#### Supplied passage ####

She was raised and educated in a French convent in Strasbourg. When she was fifteen, she inherited vast estates from her aunt in Bohemia, and she and her sister Maria Leopoldine (1741–1795) were introduced at the imperial court in Vienna and appointed maid of honour to the empress Maria Theresa of Austria, during which service they became acquainted with the imperial family.

On 30 March 1761, in Vienna, she married Prince Karl Borromäus of Liechtenstein. She and her spouse were the ancestors of a line of the Princely Family of Liechtenstein. Eleonore spent her summers in her estates in Moravia and her winters in Vienna. She had a love affair with the Irish general Karl O'Donnell, Count of Tyrconnel, which attracted attention, but he died in 1771.

####

Task requirements
A - In the passage about Eleonore, whom did she marry on 30 March 1761, and in what city?
B - Carry on the passage about Eleonore's life, starting after its final sentence.

#### Data listing ####

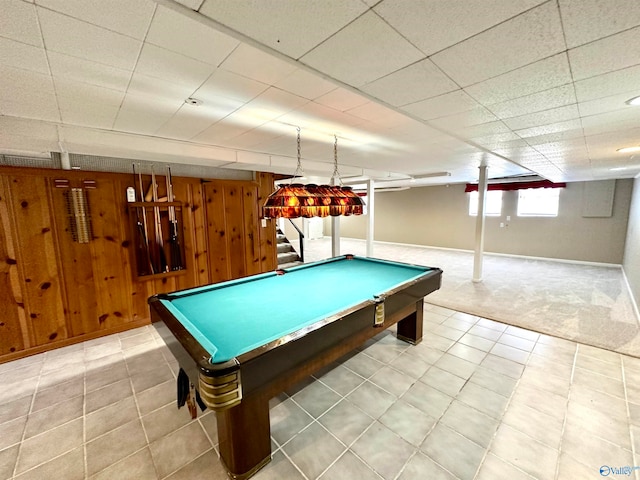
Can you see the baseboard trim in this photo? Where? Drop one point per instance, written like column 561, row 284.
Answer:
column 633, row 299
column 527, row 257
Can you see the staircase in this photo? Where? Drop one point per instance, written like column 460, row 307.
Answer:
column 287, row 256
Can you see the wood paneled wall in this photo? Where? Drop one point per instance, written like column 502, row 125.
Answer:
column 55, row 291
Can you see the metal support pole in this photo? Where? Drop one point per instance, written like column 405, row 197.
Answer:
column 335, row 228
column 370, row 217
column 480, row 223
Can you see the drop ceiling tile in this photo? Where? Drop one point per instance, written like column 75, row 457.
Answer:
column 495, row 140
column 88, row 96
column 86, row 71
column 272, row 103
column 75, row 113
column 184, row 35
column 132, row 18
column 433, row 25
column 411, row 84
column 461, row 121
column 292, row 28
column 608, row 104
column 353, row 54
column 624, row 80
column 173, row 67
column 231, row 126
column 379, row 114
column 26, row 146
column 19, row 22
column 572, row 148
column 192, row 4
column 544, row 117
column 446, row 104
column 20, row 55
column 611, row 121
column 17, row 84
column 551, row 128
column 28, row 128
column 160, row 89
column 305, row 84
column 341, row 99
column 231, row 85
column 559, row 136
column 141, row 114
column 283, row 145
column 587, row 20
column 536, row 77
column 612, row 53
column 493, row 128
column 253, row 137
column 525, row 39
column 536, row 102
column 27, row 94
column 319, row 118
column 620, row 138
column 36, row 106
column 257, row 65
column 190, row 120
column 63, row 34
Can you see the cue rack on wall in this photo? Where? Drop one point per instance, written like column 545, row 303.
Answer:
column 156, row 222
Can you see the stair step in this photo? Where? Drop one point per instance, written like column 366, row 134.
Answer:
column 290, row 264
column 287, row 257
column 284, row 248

####
#### Data listing ####

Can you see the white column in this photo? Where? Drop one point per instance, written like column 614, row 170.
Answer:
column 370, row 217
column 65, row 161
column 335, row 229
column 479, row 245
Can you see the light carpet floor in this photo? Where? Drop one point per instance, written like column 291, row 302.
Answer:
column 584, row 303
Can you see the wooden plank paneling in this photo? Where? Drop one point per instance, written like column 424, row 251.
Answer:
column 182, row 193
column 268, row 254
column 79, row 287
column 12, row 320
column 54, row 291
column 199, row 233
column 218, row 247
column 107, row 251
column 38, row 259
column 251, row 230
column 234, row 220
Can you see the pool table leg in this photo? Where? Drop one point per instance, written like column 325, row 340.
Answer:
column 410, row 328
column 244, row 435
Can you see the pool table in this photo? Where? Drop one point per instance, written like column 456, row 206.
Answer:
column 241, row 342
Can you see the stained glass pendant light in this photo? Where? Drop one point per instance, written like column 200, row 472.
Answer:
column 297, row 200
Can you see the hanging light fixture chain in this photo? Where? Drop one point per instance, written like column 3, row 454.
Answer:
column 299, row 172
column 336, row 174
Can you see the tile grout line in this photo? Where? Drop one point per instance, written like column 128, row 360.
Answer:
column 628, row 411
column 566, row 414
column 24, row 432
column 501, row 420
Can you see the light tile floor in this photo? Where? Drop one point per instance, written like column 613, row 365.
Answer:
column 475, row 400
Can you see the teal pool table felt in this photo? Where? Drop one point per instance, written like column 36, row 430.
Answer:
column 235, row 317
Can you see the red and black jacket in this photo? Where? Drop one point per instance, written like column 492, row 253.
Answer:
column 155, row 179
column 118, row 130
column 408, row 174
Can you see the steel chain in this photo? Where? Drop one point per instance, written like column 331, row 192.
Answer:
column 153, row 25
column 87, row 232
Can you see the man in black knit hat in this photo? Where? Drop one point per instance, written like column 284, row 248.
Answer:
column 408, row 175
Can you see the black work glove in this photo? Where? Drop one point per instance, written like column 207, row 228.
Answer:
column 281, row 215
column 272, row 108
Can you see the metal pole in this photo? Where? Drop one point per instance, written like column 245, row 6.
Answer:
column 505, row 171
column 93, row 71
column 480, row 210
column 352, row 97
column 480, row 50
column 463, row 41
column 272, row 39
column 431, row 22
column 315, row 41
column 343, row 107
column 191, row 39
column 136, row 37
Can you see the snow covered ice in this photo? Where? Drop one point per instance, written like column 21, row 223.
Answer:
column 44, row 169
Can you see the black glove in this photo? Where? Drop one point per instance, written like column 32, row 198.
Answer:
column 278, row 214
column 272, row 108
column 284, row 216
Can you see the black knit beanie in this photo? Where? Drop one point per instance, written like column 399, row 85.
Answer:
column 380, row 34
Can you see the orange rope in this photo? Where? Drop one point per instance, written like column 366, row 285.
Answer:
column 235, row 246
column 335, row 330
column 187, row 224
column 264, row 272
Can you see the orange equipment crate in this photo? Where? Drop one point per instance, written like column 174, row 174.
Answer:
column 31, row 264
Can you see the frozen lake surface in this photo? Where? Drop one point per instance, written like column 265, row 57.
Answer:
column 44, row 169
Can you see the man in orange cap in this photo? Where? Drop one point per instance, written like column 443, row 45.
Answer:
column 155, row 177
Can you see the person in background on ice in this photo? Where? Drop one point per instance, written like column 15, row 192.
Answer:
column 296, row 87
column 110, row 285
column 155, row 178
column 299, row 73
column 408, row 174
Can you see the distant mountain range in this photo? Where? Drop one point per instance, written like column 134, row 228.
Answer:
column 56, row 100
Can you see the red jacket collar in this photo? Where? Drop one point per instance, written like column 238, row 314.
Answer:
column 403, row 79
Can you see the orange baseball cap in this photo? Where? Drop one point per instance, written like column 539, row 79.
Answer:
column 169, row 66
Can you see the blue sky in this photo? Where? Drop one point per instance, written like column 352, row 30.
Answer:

####

Exercise results
A - Prince Karl Borromäus of Liechtenstein, in Vienna.

B -
===Salon of the Five Princesses===
From 1768 onward, she held a discussion circle with a group of people including Emperor Joseph II, and through him became influential upon the affairs of state.

Joseph II was reportedly in love with Eleonore of Liechtenstein and attempted to convince her to be his mistress in 1771–1772, but she declined, and they became lifelong friends.

For two decades, her salon circle of five princesses exerted influence upon the affairs of state through their connection with Joseph II: their circle consisted of Princess Eleonore of Liechtenstein, Princess Maria Josepha von Clary und Aldringen (1728–1801), Princess Maria Sidonia Kinsky von Wchinitz und Tettau (1729–1815), and Princess Leopoldine of Liechtenstein (1733–1809); field marshal Count Franz Moritz von Lacy (1725–1801) and the chief of treasury Prince Franz Xaver Wolfgang von Orsini-Rosenberg (1723–1796) also frequently attended their discussion circle. They met once and, from 1780, four times a week to discuss politics. Eleonore's relation to Joseph was not in lack of tension, and she did disagree with his church politics, and criticized him on his restlessness.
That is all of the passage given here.